==== TEXTO DADO
Ainda mais um elemento: desconfio seriamente de que a religião seja parte da família na mente das crianças, pois elas são levadas pelos pais às missas, celebrações, grupos de quarteirão etc. É como se a Igreja fosse uma extensão da sua família. Se esta hipótese for correta, quando a adolescência chega, a pessoa deve se desvencilhar da imagem dos seus pais que tinha na infância (normalmente) e – por tabela - também da religião dos pais. Afinal, não são eles que levam a criança para as celebrações da comunidade?
Isso explicaria a fuga de muitos adolescentes da comunidade eclesial (que continua tratando-os como crianças tarefeiras! ). E explicaria também o fato de que alguns adolescentes que tem pais não-participantes se tornem tão fervorosos na religião: vontade de protestar contra para achar quem se é. É claro que este não é o único fator explicativo do fato, mas incluo seguramente como um deles.
Se é verdade de que a religião dos pais precisa ser abandonada , também é verdade de que eles precisam também construir a sua própria religião. Ou os adolescentes entram em movimentos religiosos de conversão (ruptura com o passado) ou então, constroem sua religião através de bandas de rock, grupos de hip-hop, ou qualquer outra coisa. Ou seja: temos aqui uma religião secularizada, bem ao gosto da cultura capitalista pós-moderna.
Os adolescentes e os jovens não são a-religiosos: são religiosos do seu modo, porque não conseguimos apresentar uma forma melhor de vivência religiosa. Já que as igrejas tradicionais (ICAR, Luterana, Anglicana, etc) não conseguem falar a eles de forma inteligível, eles fazem o seu próprio discurso religioso.
Para terminar este ponto: precisamos construir um método catequético que inclua a ruptura com métodos e conteúdos para podermos fazer que os adolescentes se vinculem novamente a Jesus Cristo e por ele à sua Igreja . Atualmente estamos querendo fazer o contrário: vincular o adolescente à Igreja para chegá-los a Jesus Cristo. E isso se mostra ledo engano: nunca conseguiremos trazer primeiro os adolescentes para a missa a fim de estar com Cristo. Só eles, depois de se identificarem com Cristo, é que virão à comunidade de fé, que tem como expressão máxima de fé a Eucaristia. Jorge Borán reconhece que os movimentos de encontro da década de 1970, já trabalhavam a juventude de forma muito melhor do que estamos fazendo agora, pelo menos no que tange à nucleação de novos grupos entre indiferentes. Estes movimentos se preocupavam mais em identificar o jovem com o Cristo, para só depois trazê-lo à Igreja. Esta parece ser uma abordagem correta, do ponto de vista prático e teórico: a Igreja é a comunidade dos discípulos de Jesus Cristo Ressuscitado e não uma instituição que guarda a sua mensagem. É mais correto falar da Igreja como grupo de discípulos em viagem (Emaús, Atos dos Apóstolos) do que a identificá-la com um banco, que tem um cofre , por mais seguro e dourado que ele seja. Para isto, é preciso uma grande mudança de perspectiva hermenêutica na pastoral das igrejas tradicionais.
========
[O QUE FAZER]
Retome o texto sobre adolescentes e religião logo depois da última frase e dê continuidade a ele. A listagem que vem a seguir é um material à parte, sem ligação com o texto sobre adolescentes e religião.
==== DADOS REGISTRADOS
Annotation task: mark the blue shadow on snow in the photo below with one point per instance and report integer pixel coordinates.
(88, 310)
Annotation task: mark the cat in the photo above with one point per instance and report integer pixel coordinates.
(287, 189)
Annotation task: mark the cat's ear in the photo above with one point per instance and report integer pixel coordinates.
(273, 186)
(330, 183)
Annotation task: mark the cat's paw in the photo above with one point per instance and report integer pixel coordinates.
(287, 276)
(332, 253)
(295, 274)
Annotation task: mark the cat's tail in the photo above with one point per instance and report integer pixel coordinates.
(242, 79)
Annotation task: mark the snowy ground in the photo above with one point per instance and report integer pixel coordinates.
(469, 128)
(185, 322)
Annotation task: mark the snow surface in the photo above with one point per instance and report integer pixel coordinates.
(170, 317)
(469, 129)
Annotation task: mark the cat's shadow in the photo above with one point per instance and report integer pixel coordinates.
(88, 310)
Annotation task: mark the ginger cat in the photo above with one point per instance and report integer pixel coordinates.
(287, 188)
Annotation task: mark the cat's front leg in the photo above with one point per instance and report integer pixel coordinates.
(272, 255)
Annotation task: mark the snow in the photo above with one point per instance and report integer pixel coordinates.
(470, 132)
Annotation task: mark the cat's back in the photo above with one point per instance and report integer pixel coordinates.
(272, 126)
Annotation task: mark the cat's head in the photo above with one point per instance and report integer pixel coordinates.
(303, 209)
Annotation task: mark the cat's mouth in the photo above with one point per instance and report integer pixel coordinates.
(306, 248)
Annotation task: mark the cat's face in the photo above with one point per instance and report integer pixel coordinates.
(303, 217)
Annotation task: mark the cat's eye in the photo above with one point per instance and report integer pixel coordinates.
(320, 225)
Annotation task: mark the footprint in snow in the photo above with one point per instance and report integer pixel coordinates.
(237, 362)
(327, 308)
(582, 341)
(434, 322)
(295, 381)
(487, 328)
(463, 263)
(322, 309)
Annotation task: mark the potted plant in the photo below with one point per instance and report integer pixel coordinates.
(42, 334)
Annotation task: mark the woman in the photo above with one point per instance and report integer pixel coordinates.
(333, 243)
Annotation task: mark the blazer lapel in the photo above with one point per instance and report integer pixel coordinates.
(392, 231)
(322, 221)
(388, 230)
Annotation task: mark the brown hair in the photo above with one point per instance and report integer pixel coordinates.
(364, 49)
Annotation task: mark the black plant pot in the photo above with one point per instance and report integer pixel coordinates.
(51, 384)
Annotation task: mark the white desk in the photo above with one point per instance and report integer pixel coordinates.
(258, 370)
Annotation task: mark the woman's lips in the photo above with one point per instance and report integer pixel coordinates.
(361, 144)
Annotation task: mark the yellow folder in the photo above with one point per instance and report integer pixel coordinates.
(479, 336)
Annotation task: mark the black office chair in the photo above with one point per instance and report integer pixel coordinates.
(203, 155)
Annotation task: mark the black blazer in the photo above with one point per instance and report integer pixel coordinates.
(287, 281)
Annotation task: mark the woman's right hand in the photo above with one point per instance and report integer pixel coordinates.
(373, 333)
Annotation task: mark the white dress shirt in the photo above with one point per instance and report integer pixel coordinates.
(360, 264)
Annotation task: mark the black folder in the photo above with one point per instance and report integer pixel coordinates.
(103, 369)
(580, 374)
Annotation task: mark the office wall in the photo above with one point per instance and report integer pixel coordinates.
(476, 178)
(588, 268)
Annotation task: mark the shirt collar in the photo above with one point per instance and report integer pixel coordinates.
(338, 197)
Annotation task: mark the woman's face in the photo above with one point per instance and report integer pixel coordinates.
========
[RESPOSTA DO EXERCÍCIO]
d. De uma oposição negativa (anarquismo) para uma oposição positiva (participação política)
Um primeiro passo é saber trabalhar com a lógica da ruptura e com um discurso revolucionário. Um outro passo é trabalhar a oposição negativa, fruto da idealização lógica do adolescente.
Todo adolescente chega um dia a ser cruel com os julgamentos que faz dos adultos e de seu mundo. É que a idealização do mundo e das pessoas é ainda bem grande. Não é mais a mesma do mundo infantil, mas na adolescência, a lógica abstrata desenvolvida ainda não encontrou o chão da experiência e ainda argumenta por hipóteses e realidade lógica. É um mundo ainda muito virtual: confunde-se a capacidade de raciocínio com a capacidade de realização . A oposição negativa de todo adolescente deve ser canalizada para uma oposição mais criativa.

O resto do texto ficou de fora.